Write out each of the following rows exactly as it appears, keeping the order and every character unchanged.
>> START Data shown
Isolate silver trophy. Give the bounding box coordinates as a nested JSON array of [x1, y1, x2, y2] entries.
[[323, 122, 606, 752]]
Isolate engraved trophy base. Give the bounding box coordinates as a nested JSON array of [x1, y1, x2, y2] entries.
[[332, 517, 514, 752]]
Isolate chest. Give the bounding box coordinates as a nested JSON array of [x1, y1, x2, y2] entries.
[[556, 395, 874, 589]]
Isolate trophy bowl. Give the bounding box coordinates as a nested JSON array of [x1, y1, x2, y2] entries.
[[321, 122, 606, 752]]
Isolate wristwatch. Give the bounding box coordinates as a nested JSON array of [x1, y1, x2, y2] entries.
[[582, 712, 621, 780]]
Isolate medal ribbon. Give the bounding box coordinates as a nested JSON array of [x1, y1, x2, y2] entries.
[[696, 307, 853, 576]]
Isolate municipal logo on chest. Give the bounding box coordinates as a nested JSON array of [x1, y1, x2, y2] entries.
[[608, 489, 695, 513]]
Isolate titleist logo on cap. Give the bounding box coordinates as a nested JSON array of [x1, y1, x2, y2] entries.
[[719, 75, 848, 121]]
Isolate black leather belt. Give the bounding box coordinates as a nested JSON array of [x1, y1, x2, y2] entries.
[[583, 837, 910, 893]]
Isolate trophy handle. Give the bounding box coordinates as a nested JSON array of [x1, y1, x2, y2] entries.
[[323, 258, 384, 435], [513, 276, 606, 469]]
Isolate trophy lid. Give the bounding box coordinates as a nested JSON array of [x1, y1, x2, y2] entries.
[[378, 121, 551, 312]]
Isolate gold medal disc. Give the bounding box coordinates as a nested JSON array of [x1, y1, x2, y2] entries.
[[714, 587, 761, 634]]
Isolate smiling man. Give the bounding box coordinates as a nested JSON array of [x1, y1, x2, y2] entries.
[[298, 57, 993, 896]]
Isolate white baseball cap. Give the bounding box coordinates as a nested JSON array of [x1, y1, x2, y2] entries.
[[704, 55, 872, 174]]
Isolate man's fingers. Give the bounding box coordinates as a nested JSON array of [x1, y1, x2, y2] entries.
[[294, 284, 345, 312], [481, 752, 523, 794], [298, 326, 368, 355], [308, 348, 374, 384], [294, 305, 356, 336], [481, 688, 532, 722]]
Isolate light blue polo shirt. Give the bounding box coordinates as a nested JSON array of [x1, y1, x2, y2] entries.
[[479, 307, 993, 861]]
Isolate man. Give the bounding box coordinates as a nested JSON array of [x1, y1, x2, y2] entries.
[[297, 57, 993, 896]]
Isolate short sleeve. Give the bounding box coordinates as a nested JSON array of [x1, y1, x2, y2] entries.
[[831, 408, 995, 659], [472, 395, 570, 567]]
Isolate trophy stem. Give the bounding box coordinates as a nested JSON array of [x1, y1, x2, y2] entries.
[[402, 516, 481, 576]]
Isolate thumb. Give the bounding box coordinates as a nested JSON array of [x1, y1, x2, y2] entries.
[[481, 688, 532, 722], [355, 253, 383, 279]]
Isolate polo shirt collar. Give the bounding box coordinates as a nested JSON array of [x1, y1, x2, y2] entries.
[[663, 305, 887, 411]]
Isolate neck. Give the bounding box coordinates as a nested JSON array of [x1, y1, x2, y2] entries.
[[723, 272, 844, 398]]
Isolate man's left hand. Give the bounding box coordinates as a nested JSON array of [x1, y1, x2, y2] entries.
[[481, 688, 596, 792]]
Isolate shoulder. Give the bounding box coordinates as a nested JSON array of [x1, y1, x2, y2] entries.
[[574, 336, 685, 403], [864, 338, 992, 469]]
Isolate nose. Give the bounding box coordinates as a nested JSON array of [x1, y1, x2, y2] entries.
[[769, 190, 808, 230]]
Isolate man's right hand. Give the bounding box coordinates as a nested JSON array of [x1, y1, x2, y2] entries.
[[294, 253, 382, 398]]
>> END Data shown
**Final result:**
Isolate silver trophy. Give the bounding box coordinates as a nested JSON array of [x1, y1, x2, y2] entries.
[[323, 122, 606, 752]]
Isolate engraved trophy base. Give the bounding box coordinates as a nested JSON array of [x1, y1, x2, y2] entries.
[[332, 517, 514, 752]]
Isolate chest. Give the bounding box coordinates as a nested JSON array of [x1, y1, x2, y2] entries.
[[556, 395, 874, 589]]
Isolate trophy bowl. Give the bounding box coordinates as a nested JSON array of [x1, y1, x2, y2] entries.
[[321, 122, 606, 752]]
Isolate wristwatch. Give the bounding box coordinates as a nested JSON array of [x1, y1, x2, y2] entries.
[[582, 712, 621, 780]]
Isolate medal ribbon. Give the bounding box coordinates as a nested JSON array of [x1, y1, x2, y2] entries.
[[696, 307, 853, 576]]
Isolate municipal logo on chest. Give the bounding box coordinates as a nested JSON array of [x1, y1, x2, y2] entries.
[[608, 489, 695, 513]]
Isolate titleist logo on cap. Give the bounding box coordinates as a nested JSON array of [x1, y1, x2, y2] entries.
[[719, 75, 848, 121]]
Isolate black leather belt. Give the bounding box coordinates as a nested JSON array of [x1, y1, x2, y2] entries.
[[583, 837, 910, 893]]
Isolate trophy handle. Give the bounding box coordinates as a nested JSON array of [x1, y1, x2, y2] entries.
[[323, 258, 384, 435], [513, 276, 606, 469]]
Isolate trophy lid. Give the bounding box coordinates as a nested JSON array of [x1, y1, x2, y2] entries.
[[378, 121, 551, 312]]
Isolate gold medal disc. Give the bounding box coordinates as a nested JSON array of [x1, y1, x2, y2] entries.
[[714, 587, 761, 634]]
Isolate smiling man. Give the bounding box coordinates as a nested JSON array of [x1, y1, x2, y2] entries.
[[298, 57, 993, 896]]
Isolate white baseball cap. Give the bounding box coordinates as a nested JSON array of [x1, y1, x2, y2] entries.
[[704, 55, 872, 174]]
Isolate man's fingers. Give the bounding box coordinates as a nested JSON array of [x1, y1, x2, y2] entries.
[[294, 284, 345, 312], [481, 752, 523, 794], [298, 326, 368, 355], [308, 348, 374, 384], [294, 305, 356, 336], [481, 688, 532, 722]]
Isolate light blue polo shirt. Give the bounding box coordinates as a nested JSON array of [x1, y1, x2, y2] entries.
[[479, 307, 993, 861]]
Isolate man. Give the bounding box coordinates as a nested JSON array of [x1, y1, x2, y2] entries.
[[297, 57, 993, 896]]
Isolate short sleeve. Give the bounding box coordinates as a nested JSON array of [x1, y1, x2, y2] entries.
[[831, 408, 995, 659], [472, 395, 570, 567]]
Isolate trophy stem. Give the bounding box coordinates as a nested JSON array of [x1, y1, x2, y2] entries.
[[402, 516, 481, 576]]
Isolate thumb. Give the bounding box coordinates as a nested JSON array of [x1, y1, x2, y2] entries.
[[481, 688, 532, 722], [355, 253, 383, 279]]
Isolate polo shirt collar. Give the bounding box coordinates as a nested JSON array of [x1, y1, x2, y2] entries.
[[663, 305, 887, 411]]
Isolate neck. Give the bounding box coordinates as a nested JSON array of [x1, y1, x2, y2] entries.
[[723, 272, 844, 398]]
Isolate man's left hand. Give the bounding box coordinates as a nested JSON array of [x1, y1, x2, y2] entries.
[[481, 688, 596, 792]]
Isolate shoulder. Give the bounding box coordinates as a nested JSON array of [x1, y1, x2, y2] entries.
[[574, 336, 685, 403], [864, 338, 992, 469]]
Isolate nose. Give the bounding box coordinates as a nested JSON array of [x1, y1, x2, y2] entries.
[[769, 190, 808, 230]]
Isolate man's right hand. Give the bounding box coordinates as a nested JSON array of [x1, y1, x2, y2] entries.
[[294, 253, 382, 398]]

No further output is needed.